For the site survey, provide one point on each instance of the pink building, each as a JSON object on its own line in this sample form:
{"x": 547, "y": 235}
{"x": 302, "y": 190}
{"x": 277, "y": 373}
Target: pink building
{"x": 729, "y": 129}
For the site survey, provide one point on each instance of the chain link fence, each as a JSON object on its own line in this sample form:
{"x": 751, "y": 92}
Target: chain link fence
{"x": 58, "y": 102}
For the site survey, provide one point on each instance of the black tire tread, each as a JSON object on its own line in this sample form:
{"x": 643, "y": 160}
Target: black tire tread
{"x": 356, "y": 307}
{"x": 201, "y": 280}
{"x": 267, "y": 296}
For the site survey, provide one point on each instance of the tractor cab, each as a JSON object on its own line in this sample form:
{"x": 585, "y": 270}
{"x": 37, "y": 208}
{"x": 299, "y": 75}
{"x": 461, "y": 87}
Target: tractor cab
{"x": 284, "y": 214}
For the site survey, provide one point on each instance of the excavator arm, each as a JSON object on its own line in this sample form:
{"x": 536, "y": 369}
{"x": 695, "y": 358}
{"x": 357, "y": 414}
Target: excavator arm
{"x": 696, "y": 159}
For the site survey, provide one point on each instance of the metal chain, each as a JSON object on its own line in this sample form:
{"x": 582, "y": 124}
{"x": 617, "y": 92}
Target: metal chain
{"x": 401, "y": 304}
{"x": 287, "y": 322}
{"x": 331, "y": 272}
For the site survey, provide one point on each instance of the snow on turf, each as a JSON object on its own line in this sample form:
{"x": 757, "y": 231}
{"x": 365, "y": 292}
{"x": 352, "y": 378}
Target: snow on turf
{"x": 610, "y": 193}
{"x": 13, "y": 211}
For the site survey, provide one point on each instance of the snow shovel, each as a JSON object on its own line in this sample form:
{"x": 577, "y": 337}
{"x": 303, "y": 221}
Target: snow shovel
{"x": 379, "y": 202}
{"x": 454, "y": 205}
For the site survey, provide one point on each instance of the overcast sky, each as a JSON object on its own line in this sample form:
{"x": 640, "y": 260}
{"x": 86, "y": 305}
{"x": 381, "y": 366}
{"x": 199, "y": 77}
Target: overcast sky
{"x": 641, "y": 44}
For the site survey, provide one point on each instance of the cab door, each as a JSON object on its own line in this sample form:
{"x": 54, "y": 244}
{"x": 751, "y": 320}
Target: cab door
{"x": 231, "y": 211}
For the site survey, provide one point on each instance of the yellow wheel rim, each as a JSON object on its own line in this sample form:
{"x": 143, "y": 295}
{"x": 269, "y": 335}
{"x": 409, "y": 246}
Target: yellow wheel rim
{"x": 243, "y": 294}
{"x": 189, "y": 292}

## ASSIGNED TASK
Output all of the data in full, exactly as given.

## SOLVED EXERCISE
For the site survey, provide one point on each instance of the pink building, each as a JSON object on its own line in this sample form:
{"x": 547, "y": 235}
{"x": 302, "y": 190}
{"x": 277, "y": 373}
Target: pink building
{"x": 729, "y": 129}
For the site survey, provide one point on each instance of the chain link fence, each as a JSON object on its own line in this sample form:
{"x": 751, "y": 92}
Target: chain link fence
{"x": 58, "y": 102}
For the site survey, provide one point on each instance of the black tire tread, each as a JSON object on its own line in this sample form:
{"x": 643, "y": 160}
Target: black tire tread
{"x": 356, "y": 307}
{"x": 201, "y": 280}
{"x": 267, "y": 296}
For the site survey, provide one point on each instance of the tractor cab, each as a JSON object on its own line in this sample form:
{"x": 585, "y": 270}
{"x": 37, "y": 208}
{"x": 299, "y": 75}
{"x": 461, "y": 87}
Target: tractor cab
{"x": 284, "y": 214}
For the site survey, provide one point on each instance of the excavator arm, each as a JSON object on its own line in this sample form:
{"x": 536, "y": 369}
{"x": 695, "y": 358}
{"x": 357, "y": 414}
Target: excavator arm
{"x": 696, "y": 159}
For the site survey, provide one point on each instance of the metal chain, each as a JSON object on its own line in this sample form:
{"x": 582, "y": 124}
{"x": 617, "y": 92}
Target: metal chain
{"x": 401, "y": 304}
{"x": 287, "y": 322}
{"x": 331, "y": 272}
For the site survey, provide one point on each instance of the snow on turf, each as a JSON object on its own line in this sample form:
{"x": 757, "y": 231}
{"x": 365, "y": 292}
{"x": 352, "y": 378}
Target: snow on turf
{"x": 610, "y": 193}
{"x": 13, "y": 211}
For the site survey, provide one point on each instance of the snow shovel, each as a JSON object on its own line in this sample form:
{"x": 577, "y": 337}
{"x": 303, "y": 221}
Target: snow shovel
{"x": 379, "y": 202}
{"x": 454, "y": 205}
For the site survey, provide one point on each instance of the overcast sky, each as a JSON object on its own line in this sample form:
{"x": 640, "y": 260}
{"x": 86, "y": 305}
{"x": 381, "y": 366}
{"x": 199, "y": 77}
Target: overcast sky
{"x": 641, "y": 44}
For the site survey, provide one point on each instance of the cab door, each as a JSON object on its own line in this sample form:
{"x": 54, "y": 244}
{"x": 751, "y": 320}
Target: cab door
{"x": 231, "y": 211}
For the site survey, provide one point on each instance of the yellow wheel rim, each as a JSON object on its own line in this sample form:
{"x": 143, "y": 295}
{"x": 269, "y": 335}
{"x": 409, "y": 246}
Target: yellow wheel rim
{"x": 243, "y": 294}
{"x": 189, "y": 292}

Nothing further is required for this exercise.